↓
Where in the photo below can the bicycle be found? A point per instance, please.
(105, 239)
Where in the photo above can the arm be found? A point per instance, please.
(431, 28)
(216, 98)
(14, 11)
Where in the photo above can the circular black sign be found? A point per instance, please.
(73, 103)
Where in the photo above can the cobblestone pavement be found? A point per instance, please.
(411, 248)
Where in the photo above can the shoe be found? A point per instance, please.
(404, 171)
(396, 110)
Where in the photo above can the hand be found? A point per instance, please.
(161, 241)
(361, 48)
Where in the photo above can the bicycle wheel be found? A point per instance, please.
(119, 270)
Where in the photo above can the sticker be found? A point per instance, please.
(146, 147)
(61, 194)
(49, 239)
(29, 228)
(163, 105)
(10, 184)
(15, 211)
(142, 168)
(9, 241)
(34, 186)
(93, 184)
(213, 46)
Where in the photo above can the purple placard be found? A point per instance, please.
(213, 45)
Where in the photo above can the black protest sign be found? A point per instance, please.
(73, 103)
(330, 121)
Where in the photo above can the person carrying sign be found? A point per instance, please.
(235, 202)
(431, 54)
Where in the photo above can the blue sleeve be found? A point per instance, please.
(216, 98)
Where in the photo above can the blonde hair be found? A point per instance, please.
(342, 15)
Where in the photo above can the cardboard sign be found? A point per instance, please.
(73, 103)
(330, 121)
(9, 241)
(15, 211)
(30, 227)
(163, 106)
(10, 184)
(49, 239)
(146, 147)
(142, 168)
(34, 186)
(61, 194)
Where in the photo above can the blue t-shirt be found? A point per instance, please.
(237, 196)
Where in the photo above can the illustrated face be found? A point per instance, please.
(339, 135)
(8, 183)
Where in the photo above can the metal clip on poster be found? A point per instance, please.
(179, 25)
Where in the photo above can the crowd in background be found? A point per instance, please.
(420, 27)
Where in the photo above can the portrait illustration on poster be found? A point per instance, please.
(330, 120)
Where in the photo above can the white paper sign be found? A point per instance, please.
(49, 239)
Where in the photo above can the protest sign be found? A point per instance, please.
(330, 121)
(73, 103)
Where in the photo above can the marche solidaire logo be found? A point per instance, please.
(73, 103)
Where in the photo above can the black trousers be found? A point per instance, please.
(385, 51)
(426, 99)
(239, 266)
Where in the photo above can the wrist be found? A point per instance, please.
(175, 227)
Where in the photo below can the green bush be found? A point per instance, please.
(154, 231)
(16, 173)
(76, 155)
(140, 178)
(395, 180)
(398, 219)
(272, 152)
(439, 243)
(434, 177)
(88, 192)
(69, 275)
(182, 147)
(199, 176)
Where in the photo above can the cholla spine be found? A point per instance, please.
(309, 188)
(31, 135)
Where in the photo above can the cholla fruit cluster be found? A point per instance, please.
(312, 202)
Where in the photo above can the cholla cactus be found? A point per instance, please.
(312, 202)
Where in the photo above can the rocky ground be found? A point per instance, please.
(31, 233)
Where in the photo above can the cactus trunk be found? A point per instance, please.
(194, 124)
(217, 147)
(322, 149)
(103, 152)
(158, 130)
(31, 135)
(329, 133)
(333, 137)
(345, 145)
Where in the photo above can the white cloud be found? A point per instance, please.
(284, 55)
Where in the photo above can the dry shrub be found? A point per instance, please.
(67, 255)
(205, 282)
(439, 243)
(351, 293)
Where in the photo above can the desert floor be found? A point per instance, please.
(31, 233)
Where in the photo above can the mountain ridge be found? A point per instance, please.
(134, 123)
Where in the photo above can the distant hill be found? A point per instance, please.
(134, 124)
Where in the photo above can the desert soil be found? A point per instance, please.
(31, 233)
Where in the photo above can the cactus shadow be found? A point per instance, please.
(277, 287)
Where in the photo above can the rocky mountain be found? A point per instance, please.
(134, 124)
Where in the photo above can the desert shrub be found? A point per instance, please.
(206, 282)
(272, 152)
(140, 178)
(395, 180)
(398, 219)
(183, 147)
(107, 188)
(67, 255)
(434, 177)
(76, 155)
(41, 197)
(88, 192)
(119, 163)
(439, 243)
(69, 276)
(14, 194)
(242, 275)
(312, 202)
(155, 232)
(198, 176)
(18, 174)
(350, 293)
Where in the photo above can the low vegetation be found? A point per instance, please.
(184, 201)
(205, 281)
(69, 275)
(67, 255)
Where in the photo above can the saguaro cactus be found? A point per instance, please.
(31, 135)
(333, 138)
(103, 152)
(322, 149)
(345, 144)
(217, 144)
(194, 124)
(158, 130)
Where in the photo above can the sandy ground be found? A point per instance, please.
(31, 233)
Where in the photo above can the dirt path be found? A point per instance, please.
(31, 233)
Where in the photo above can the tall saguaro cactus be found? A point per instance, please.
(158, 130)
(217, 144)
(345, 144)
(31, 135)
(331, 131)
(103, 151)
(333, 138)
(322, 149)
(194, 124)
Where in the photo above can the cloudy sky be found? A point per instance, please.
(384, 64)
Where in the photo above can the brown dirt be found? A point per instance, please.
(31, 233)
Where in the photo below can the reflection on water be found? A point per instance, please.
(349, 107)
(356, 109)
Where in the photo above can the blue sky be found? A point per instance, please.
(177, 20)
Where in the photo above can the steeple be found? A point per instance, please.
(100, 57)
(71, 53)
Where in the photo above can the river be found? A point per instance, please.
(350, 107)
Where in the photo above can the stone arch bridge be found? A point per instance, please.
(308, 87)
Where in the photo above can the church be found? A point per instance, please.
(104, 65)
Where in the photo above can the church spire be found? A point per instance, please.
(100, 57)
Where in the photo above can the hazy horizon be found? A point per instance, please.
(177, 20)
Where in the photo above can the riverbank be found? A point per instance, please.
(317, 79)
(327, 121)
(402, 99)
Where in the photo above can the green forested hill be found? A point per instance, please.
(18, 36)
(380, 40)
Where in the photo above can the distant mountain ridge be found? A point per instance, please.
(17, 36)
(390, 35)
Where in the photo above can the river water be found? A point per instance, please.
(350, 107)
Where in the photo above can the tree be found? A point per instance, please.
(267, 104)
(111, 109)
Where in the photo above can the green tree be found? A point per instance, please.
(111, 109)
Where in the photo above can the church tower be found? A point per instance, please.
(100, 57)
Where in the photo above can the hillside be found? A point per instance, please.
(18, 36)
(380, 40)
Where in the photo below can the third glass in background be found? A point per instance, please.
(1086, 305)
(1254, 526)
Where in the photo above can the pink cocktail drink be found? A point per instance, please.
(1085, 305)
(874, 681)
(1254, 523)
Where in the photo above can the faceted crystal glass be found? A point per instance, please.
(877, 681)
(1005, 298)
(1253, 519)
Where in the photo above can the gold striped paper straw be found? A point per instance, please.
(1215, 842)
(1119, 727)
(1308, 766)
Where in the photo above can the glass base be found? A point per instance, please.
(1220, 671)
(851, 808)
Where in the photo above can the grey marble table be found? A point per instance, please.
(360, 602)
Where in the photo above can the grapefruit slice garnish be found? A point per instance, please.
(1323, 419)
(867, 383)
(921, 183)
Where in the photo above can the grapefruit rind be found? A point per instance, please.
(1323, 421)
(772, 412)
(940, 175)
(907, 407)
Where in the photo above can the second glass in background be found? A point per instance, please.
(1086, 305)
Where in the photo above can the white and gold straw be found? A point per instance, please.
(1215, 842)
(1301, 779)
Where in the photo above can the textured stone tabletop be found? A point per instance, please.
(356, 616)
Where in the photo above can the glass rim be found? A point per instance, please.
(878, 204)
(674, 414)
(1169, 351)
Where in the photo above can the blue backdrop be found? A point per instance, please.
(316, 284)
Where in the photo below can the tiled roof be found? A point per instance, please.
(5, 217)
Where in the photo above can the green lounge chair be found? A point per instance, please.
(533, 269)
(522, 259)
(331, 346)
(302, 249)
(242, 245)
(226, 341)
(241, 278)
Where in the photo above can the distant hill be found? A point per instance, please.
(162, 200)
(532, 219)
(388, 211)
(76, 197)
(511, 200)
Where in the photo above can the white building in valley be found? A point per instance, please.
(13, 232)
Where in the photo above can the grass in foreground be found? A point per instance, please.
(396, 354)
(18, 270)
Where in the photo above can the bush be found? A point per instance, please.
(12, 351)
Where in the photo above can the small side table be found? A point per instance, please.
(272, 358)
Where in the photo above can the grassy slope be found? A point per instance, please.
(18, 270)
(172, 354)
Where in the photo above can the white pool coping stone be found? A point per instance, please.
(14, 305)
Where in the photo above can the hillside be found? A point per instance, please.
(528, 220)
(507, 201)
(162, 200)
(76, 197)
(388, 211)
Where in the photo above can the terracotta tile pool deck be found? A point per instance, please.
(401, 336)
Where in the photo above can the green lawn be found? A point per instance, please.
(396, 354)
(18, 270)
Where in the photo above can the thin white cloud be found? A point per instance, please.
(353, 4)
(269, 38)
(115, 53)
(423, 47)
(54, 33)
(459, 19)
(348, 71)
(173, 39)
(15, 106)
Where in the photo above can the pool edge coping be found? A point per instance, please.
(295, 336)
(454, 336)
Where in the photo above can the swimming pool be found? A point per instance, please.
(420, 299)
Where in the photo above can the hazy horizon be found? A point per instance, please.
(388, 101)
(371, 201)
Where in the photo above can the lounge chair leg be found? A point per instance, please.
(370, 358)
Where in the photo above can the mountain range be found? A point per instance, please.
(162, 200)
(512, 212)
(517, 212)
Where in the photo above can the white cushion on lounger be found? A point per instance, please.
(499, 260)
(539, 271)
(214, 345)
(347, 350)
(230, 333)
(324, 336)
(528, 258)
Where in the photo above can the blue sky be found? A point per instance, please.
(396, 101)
↑
Format the lines between the one containing "Where in the photo above can the church tower" and the one containing "(1169, 351)", inclusive, as a Markdown table with the columns Row and Text. Number each line in sequence, and leave out any blank lines.

▶ **Problem solution**:
| Row | Text |
|---|---|
| 1 | Where in the photo above can the church tower be found? A point per instance, please. |
| 2 | (100, 57) |
| 3 | Where in the photo above can the hillside be found? A point per instance, please. |
| 4 | (18, 36) |
| 5 | (380, 40) |
| 6 | Where in the photo below can the third glass in background be found? A point per instance, please. |
| 7 | (1086, 305) |
| 8 | (1254, 526) |
| 9 | Where in the photo above can the pink cocktail drink be found? A point per instance, please. |
| 10 | (1085, 305) |
| 11 | (874, 681) |
| 12 | (1254, 523) |
| 13 | Where in the photo above can the faceted crystal glass be found? A point per instance, please. |
| 14 | (877, 681) |
| 15 | (1005, 298) |
| 16 | (1253, 519) |
| 17 | Where in the photo above can the gold striped paper straw be found? A point per instance, please. |
| 18 | (1215, 842) |
| 19 | (1119, 727) |
| 20 | (1308, 766) |
| 21 | Where in the photo above can the glass base be found? A point per instance, please. |
| 22 | (1220, 671) |
| 23 | (851, 808) |
| 24 | Where in the photo above can the grey marble table be found? A point per instance, please. |
| 25 | (360, 602) |
| 26 | Where in the photo above can the grapefruit slice garnish be found? A point per instance, please. |
| 27 | (1323, 419) |
| 28 | (867, 383) |
| 29 | (921, 183) |
| 30 | Where in the photo above can the grapefruit rind be found? A point per instance, please. |
| 31 | (1323, 421) |
| 32 | (772, 412) |
| 33 | (940, 175) |
| 34 | (907, 407) |
| 35 | Where in the photo above can the second glass in background be found? A point per instance, please. |
| 36 | (1086, 305) |
| 37 | Where in the photo above can the white and gold straw be found? A point per instance, please. |
| 38 | (1215, 842) |
| 39 | (1301, 779) |
| 40 | Where in the photo above can the textured stone tabletop be found? A point per instance, please. |
| 41 | (356, 616) |
| 42 | Where in the photo above can the glass rim be found? A point per instance, please. |
| 43 | (878, 204) |
| 44 | (674, 414) |
| 45 | (1169, 351) |